▸ Aim of the task
Copy out each line of the material below that contains the word "every". Case matters.

Part of a data file
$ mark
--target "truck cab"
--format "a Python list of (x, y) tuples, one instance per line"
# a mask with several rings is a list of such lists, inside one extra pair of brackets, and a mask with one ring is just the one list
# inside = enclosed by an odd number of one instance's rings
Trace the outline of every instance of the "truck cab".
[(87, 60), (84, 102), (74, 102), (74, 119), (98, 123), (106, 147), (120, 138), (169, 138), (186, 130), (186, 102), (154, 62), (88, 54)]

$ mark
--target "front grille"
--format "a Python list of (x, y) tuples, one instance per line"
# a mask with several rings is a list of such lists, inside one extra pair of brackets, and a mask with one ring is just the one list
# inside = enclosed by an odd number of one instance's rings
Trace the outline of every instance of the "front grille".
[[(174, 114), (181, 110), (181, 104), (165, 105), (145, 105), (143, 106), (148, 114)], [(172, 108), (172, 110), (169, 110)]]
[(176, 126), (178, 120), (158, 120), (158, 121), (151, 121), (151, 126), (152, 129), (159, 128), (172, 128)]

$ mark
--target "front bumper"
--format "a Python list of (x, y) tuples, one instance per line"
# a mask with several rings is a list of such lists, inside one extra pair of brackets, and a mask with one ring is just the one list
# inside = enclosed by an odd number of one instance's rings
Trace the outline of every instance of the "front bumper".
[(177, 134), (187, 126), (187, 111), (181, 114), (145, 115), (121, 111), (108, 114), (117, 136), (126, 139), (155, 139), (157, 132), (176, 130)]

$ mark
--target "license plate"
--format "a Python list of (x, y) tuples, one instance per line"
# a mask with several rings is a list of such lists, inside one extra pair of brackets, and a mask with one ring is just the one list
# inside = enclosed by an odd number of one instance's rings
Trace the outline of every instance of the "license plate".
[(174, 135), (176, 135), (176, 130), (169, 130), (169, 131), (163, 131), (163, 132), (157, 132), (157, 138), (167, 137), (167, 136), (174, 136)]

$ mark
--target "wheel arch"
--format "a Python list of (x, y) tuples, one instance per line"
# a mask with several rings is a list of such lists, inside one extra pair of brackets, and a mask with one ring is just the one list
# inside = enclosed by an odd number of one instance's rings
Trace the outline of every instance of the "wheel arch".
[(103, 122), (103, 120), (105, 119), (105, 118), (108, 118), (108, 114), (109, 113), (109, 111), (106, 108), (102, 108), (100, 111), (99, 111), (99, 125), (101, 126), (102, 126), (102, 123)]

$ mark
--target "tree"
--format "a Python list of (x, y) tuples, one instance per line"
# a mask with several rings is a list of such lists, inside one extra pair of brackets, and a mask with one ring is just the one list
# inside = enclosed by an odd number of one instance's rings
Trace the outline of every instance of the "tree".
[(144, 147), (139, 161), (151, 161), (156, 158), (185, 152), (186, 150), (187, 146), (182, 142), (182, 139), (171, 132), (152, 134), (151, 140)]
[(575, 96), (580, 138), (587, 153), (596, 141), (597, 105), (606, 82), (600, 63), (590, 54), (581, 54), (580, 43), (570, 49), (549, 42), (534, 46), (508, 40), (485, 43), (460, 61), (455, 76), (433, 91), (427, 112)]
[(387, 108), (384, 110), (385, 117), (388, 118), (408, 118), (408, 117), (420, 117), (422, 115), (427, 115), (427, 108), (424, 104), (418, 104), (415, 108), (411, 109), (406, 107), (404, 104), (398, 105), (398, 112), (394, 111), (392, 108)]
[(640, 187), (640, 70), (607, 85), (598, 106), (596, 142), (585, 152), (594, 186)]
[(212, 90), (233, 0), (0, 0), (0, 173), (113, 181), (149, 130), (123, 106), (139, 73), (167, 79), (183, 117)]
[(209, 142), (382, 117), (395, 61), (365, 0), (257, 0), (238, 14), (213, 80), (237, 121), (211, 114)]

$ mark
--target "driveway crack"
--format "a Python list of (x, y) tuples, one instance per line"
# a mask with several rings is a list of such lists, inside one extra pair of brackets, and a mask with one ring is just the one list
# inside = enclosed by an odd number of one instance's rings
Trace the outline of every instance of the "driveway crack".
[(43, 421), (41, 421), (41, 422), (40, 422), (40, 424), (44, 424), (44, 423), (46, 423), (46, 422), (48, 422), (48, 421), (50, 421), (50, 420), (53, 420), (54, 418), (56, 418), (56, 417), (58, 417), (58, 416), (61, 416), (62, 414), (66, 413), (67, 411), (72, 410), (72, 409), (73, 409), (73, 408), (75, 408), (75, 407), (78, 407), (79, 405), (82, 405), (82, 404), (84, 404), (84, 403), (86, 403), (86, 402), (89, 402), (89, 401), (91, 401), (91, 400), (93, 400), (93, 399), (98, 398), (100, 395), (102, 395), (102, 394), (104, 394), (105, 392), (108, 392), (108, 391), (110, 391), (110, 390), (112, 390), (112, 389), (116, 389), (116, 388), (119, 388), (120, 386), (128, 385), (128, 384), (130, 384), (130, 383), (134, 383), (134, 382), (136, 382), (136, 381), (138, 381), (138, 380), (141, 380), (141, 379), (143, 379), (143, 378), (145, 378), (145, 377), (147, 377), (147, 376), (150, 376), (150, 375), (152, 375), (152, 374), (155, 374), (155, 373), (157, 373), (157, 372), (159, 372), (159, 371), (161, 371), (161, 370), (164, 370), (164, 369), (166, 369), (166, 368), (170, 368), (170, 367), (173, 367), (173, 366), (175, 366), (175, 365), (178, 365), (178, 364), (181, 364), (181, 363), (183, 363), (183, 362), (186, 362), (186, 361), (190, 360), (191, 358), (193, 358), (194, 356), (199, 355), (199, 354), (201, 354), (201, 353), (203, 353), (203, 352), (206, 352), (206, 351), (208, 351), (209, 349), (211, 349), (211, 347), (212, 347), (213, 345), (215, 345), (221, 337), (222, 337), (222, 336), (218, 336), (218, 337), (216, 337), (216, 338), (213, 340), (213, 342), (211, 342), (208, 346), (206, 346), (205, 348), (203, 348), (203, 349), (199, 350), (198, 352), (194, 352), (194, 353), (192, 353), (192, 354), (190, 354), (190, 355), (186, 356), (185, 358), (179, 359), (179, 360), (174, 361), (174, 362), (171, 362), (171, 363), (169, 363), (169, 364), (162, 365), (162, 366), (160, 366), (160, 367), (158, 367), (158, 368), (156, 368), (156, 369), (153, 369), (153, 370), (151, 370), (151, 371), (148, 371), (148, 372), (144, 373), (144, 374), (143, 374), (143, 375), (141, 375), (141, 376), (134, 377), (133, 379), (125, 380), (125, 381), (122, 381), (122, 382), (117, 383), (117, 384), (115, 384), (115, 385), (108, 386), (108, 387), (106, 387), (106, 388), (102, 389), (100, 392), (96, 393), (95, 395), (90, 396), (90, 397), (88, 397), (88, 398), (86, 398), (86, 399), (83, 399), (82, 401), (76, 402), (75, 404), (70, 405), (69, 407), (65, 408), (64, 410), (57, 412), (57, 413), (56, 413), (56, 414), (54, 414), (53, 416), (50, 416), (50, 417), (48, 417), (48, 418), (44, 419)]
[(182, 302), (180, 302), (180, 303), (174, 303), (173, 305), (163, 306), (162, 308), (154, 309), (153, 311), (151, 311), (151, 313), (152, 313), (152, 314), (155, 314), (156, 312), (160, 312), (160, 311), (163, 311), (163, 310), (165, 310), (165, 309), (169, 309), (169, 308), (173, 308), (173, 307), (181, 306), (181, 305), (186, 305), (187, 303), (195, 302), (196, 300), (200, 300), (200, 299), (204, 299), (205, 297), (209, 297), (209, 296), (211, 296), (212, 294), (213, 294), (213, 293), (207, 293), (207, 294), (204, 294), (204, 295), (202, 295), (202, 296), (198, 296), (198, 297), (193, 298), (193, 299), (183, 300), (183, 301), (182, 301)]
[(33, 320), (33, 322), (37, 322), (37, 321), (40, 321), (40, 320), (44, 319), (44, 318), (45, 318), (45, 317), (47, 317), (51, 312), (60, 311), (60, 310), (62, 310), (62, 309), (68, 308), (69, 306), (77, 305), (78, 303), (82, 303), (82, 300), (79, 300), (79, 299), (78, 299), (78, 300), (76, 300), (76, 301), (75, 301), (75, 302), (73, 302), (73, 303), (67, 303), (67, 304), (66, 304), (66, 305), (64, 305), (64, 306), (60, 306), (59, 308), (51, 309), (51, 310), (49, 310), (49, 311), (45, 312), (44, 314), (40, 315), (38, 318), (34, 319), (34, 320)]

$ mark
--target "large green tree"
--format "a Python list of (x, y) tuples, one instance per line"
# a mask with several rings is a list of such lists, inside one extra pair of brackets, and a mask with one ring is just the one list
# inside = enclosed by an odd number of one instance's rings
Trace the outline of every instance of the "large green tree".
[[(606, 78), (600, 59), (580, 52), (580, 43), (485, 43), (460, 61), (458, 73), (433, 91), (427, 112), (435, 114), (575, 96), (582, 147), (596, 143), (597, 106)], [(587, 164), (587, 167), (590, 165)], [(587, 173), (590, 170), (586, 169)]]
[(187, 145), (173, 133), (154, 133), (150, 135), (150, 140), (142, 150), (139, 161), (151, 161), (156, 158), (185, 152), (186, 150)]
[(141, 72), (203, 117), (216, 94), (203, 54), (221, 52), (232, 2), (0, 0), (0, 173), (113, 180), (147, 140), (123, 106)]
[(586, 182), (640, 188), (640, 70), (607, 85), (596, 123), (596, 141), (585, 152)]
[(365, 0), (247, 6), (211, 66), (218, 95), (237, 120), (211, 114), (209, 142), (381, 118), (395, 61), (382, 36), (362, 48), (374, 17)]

▸ Solution to the problem
Trace the outline of every instance of the "truck cab".
Trace the outline of every instance of the "front grille".
Trace the outline of every instance of the "front bumper".
Trace the outline of every instance of the "license plate".
Trace the outline of every instance of the "wheel arch".
Trace the outline of every instance of the "tree".
Trace the outline of every instance of the "driveway crack".
Trace the outline of every instance of the "large green tree".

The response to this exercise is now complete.